- WRITTEN INSTRUCTION 1 -
For the text on the Oyo Empire, state whether each statement agrees with it, answering yes or no and quoting the deciding words: (a) Oranmiyan founded the empire in the 15th century; (b) the empire grew rich through trade with African neighbors alone; (c) the empire controlled the Fon Kingdom of Dahomey.
* Start PAGE TEXT *
The Old Oyo Empire was a big and powerful force in the Yoruba and Nigerian histories.
Oranmiyan, the grandson of Oduduwa (regarded as the Yoruba father), founded this vast empire in the 15th century.
There are numerous myths and stories related to the establishment of the Empire and the invasion of Oduduwa into Ile-Ife.
Beginning as merely the city of Oyo, it came to prominence as a result of wealth earned from trade with both African neighbors and European nations such as Spain and Portugal.
From the mid-seventeenth to the late-eighteenth century, the Oyo Empire was the most politically important Yoruba state, controlling not only neighboring Yoruba states, but also the Fon Kingdom of Dahomey (present day Benin Republic).
The Rise of the Oyo Empire
It is important to understand that the Yoruba rich culture extends beyond Africa and even into South America.
* End PAGE TEXT *
- WRITTEN INSTRUCTION 2 -
Put lines of the listing into a JSON list of strings, one string for each line and no blank lines. Begin at the line that contains "Annotation guideline — the target class is concrete", and stop after the last line of the listing.
* Start RAW RECORDS *
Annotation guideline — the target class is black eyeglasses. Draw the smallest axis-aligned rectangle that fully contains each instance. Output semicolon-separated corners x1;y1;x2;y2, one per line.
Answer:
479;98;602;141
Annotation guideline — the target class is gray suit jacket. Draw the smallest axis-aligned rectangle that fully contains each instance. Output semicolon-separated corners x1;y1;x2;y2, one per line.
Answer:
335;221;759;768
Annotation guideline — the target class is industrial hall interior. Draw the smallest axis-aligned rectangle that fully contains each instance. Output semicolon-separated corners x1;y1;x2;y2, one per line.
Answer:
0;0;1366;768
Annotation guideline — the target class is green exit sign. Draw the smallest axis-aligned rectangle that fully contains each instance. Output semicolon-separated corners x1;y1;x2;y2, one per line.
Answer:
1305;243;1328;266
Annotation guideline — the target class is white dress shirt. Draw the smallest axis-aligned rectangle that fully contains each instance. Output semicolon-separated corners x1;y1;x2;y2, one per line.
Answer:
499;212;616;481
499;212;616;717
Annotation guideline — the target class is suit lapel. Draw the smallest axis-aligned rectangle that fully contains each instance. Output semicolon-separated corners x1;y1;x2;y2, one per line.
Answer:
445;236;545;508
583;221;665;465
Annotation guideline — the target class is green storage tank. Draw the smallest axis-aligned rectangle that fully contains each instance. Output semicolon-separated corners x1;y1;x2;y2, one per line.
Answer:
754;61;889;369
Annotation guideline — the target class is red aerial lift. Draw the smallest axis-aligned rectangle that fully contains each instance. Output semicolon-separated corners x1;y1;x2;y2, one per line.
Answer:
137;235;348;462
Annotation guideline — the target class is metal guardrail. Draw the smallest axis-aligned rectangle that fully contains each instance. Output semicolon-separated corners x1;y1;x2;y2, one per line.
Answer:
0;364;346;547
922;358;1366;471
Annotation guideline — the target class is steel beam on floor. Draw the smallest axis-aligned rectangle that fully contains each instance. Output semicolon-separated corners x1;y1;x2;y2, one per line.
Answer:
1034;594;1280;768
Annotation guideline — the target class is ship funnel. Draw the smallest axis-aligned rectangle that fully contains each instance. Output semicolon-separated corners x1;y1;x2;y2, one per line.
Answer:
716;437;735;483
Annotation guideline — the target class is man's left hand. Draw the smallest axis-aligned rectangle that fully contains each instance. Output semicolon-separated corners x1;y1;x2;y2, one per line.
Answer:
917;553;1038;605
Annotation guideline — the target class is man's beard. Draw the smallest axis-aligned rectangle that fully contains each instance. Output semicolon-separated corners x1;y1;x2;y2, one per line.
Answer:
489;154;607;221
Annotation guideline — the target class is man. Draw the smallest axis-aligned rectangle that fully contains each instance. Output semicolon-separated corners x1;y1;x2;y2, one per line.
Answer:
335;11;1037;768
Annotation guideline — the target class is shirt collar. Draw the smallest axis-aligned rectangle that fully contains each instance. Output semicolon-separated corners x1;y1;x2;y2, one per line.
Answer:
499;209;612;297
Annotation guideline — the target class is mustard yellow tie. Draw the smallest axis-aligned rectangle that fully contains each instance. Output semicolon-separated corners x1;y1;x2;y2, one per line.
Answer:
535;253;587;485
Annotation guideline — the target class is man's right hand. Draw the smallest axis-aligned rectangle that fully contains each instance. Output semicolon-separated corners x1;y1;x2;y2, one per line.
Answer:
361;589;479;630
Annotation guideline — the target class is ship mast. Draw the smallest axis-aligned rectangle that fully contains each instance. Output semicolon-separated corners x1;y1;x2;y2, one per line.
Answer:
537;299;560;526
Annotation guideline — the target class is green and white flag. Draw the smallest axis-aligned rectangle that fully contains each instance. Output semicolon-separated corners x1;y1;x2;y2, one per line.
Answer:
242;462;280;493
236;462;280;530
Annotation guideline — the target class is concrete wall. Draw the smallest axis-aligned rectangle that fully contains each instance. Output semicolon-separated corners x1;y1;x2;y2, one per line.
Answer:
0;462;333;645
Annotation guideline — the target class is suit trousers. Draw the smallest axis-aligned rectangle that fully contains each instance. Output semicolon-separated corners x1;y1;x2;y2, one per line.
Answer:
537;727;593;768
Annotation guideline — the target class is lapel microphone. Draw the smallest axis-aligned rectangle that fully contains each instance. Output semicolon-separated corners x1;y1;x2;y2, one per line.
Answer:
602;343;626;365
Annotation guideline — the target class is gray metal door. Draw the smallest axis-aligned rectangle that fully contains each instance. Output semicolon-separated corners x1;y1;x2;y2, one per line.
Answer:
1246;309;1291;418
* End RAW RECORDS *
- FULL SOLUTION 1 -
(a) Yes: "Oranmiyan, the grandson of Oduduwa (regarded as the Yoruba father), founded this vast empire in the 15th century."
(b) No: "wealth earned from trade with both African neighbors and European nations such as Spain and Portugal."
(c) Yes: "controlling not only neighboring Yoruba states, but also the Fon Kingdom of Dahomey (present day Benin Republic)."

- FULL SOLUTION 2 -
[
  "Annotation guideline — the target class is concrete wall. Draw the smallest axis-aligned rectangle that fully contains each instance. Output semicolon-separated corners x1;y1;x2;y2, one per line.",
  "Answer:",
  "0;462;333;645",
  "Annotation guideline — the target class is suit trousers. Draw the smallest axis-aligned rectangle that fully contains each instance. Output semicolon-separated corners x1;y1;x2;y2, one per line.",
  "Answer:",
  "537;727;593;768",
  "Annotation guideline — the target class is lapel microphone. Draw the smallest axis-aligned rectangle that fully contains each instance. Output semicolon-separated corners x1;y1;x2;y2, one per line.",
  "Answer:",
  "602;343;626;365",
  "Annotation guideline — the target class is gray metal door. Draw the smallest axis-aligned rectangle that fully contains each instance. Output semicolon-separated corners x1;y1;x2;y2, one per line.",
  "Answer:",
  "1246;309;1291;418"
]